Task description —
Can you copy the Wireshark memory-management post from "--- The Long" up to and including "files at once.", word for word?

Text under study —
-------------------------

Huge thanks to our Platinum Members Endace and LiveAction,
and our Silver Member Veeam, for supporting the Wireshark Foundation and project.

Wireshark-dev: [Wireshark-dev] RFD: The Future of Memory Management in Wireshark

From: Evan Huus <eapache@xxxxxxxxx>
Date: Thu, 18 Oct 2012 21:01:24 -0400
TL;DR - Jakub recently proposed a few changes to emem [1]. While I
think they are a very good idea, I believe that in the long term the
current emem design has too many fundamental limitations to make it
worth adapting for our future needs. I propose that it should be
gradually deprecated in favour of something else, and I have written a
simple example of what that something else might be.

--- The Long Version ---

After my recent adventures with emem, I took some time to work through
what features Wireshark will likely want in its memory manager now and
in the future. Predicting the future is always a tricky business, but
I tried not to stray too far from the obvious:
- Arbitrary instances of the current seasonal and ephemeral
allocators. These will be necessary if we ever want to support opening
multiple files at once.
- Thread-safe allocators. Necessary if we ever want to do
multi-threaded dissection or re-dissection of a single file.
- Allocators with different scopes. I can think of a couple of
different places where a new allocator scope might simplify existing
code, and I'm sure there are others.

With these ideas in mind, I then took a closer look at the current
emem design and tried to estimate the amount of work involved in
adapting (and maintaining) it going forward. I concluded that in the
long run, emem has too many fundamental limitations to make it worth
adapting:
- Supporting arbitrary seasonal and ephemeral pools would require
non-trivial API changes, causing a lot of pain in dependent code.
- The current glib and mmap allocators are jammed together, often
living side-by-side in the same functions. As I found out recently,
trying to tweak either one can have a lot of unexpected side-effects.
- Adding a single new scope requires writing a new wrapper for every
API function (*_alloc, *_alloc0, *_strdup, *_strndup, etc). At best
this is just extra work, but at worst it leads to API inconsistencies,
where, for example, there's an ep_strbuf implementation but no
equivalent se_ functions (that's a real example by the way).

I would like to propose that emem is gradually deprecated in favour of
a new memory management framework that is designed with these
requirements in mind. A separate new interface will ease the pain of
migration by allowing us to maintain emem as a deprecated interface
for as long as necessary.

In the spirit of backing up ideas with working code, I have written a
simple version of what I think such a new framework might look like.

-------------------------

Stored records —
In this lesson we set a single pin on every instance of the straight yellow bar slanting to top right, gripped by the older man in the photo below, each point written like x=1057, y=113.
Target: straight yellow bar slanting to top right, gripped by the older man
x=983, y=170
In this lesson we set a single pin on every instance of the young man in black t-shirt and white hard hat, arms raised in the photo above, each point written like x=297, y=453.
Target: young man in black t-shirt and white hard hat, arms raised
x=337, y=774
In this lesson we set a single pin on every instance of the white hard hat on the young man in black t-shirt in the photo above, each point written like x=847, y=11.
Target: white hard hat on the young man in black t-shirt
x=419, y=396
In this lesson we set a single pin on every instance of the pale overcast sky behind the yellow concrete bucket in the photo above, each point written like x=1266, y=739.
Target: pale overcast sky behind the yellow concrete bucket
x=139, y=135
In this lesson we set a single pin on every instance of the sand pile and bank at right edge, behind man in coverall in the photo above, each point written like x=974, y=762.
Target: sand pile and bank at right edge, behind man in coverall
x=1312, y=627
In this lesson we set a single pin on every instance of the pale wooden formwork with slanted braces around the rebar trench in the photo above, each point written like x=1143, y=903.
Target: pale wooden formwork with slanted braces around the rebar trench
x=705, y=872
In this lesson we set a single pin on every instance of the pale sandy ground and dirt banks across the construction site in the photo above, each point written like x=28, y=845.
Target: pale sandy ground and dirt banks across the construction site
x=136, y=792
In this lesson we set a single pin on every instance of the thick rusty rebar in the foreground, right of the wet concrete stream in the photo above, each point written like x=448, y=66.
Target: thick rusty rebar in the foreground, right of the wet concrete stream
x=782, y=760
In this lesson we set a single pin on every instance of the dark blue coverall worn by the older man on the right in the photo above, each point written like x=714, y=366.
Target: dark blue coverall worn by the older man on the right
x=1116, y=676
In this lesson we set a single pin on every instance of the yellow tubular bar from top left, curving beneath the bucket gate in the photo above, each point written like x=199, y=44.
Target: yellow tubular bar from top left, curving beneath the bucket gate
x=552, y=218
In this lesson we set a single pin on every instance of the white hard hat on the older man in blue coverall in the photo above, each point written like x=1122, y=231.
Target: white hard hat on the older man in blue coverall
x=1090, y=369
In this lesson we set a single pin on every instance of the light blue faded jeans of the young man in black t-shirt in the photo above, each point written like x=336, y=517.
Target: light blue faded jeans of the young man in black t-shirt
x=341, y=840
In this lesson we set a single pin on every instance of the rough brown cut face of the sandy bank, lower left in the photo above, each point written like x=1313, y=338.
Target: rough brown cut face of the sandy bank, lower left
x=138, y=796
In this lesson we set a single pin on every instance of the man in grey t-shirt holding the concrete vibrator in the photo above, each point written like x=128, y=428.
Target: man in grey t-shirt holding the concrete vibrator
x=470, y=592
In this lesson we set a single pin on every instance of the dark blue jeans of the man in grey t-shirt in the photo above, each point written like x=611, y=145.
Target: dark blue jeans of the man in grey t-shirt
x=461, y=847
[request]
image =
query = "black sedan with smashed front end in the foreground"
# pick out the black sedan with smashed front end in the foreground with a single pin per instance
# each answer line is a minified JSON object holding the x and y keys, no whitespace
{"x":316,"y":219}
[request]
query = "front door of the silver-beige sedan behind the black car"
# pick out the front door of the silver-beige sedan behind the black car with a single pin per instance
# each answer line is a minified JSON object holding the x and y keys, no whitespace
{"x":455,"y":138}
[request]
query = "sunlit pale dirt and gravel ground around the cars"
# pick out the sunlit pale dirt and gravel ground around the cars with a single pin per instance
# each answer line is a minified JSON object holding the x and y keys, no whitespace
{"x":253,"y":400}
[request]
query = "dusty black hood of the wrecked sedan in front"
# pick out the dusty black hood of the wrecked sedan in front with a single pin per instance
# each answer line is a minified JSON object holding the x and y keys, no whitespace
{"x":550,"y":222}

-------------------------

Solution —
--- The Long Version ---

After my recent adventures with emem, I took some time to work through
what features Wireshark will likely want in its memory manager now and
in the future. Predicting the future is always a tricky business, but
I tried not to stray too far from the obvious:
- Arbitrary instances of the current seasonal and ephemeral
allocators. These will be necessary if we ever want to support opening
multiple files at once.